• INSTRUCTIONS TO FOLLOW:
Find the line that contains "Query: white arched window" in the entries below. Output it and each later line exactly, and nothing else.

[Referring expression data]
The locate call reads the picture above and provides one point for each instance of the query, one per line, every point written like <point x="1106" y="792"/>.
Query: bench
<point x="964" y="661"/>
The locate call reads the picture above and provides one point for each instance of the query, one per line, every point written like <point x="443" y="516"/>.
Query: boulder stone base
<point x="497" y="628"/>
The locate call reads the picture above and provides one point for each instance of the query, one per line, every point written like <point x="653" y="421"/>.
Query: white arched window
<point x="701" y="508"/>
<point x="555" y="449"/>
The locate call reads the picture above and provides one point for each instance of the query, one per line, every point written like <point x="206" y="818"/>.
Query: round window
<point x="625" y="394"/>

• WRITTEN RESPONSE:
Query: white arched window
<point x="701" y="508"/>
<point x="555" y="449"/>
The locate call reads the picture above and provides one point for each instance of the query, one per line, every point written like <point x="206" y="818"/>.
Query: round window
<point x="625" y="394"/>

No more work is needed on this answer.